**** INPUT FOR THIS TASK ****

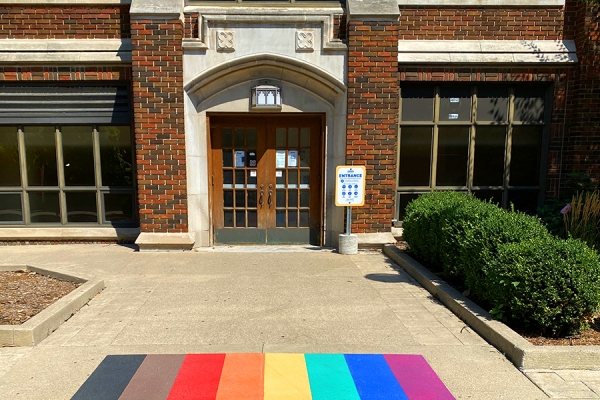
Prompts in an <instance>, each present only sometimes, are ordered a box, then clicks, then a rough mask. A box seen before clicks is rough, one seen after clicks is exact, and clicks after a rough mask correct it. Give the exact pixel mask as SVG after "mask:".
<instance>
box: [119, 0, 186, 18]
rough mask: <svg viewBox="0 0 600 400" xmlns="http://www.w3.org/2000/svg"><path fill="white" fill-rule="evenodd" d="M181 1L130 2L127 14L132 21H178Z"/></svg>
mask: <svg viewBox="0 0 600 400" xmlns="http://www.w3.org/2000/svg"><path fill="white" fill-rule="evenodd" d="M182 12H183V0H132V1H131V8H130V9H129V14H130V15H131V17H132V18H133V19H167V18H172V19H178V18H179V17H180V16H181V14H182Z"/></svg>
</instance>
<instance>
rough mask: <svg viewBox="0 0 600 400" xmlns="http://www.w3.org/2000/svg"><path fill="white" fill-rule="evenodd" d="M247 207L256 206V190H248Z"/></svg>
mask: <svg viewBox="0 0 600 400" xmlns="http://www.w3.org/2000/svg"><path fill="white" fill-rule="evenodd" d="M248 207H256V190H248Z"/></svg>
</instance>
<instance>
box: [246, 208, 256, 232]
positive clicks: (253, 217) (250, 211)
mask: <svg viewBox="0 0 600 400" xmlns="http://www.w3.org/2000/svg"><path fill="white" fill-rule="evenodd" d="M248 226H249V227H250V228H256V227H257V226H258V215H257V213H256V210H248Z"/></svg>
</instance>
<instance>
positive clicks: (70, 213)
mask: <svg viewBox="0 0 600 400" xmlns="http://www.w3.org/2000/svg"><path fill="white" fill-rule="evenodd" d="M65 195H66V196H67V221H68V222H98V211H97V209H96V192H67V193H66V194H65Z"/></svg>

****

TASK TO COMPLETE: Repeat exactly the lines from the first line of the records above through the line containing "box: [119, 0, 186, 18]", both included. Leave out the pictures.

WORKED SOLUTION:
Prompts in an <instance>, each present only sometimes, are ordered a box, then clicks, then a rough mask. A box seen before clicks is rough, one seen after clicks is exact, and clicks after a rough mask correct it. Give the exact pixel mask as SVG after "mask:".
<instance>
box: [119, 0, 186, 18]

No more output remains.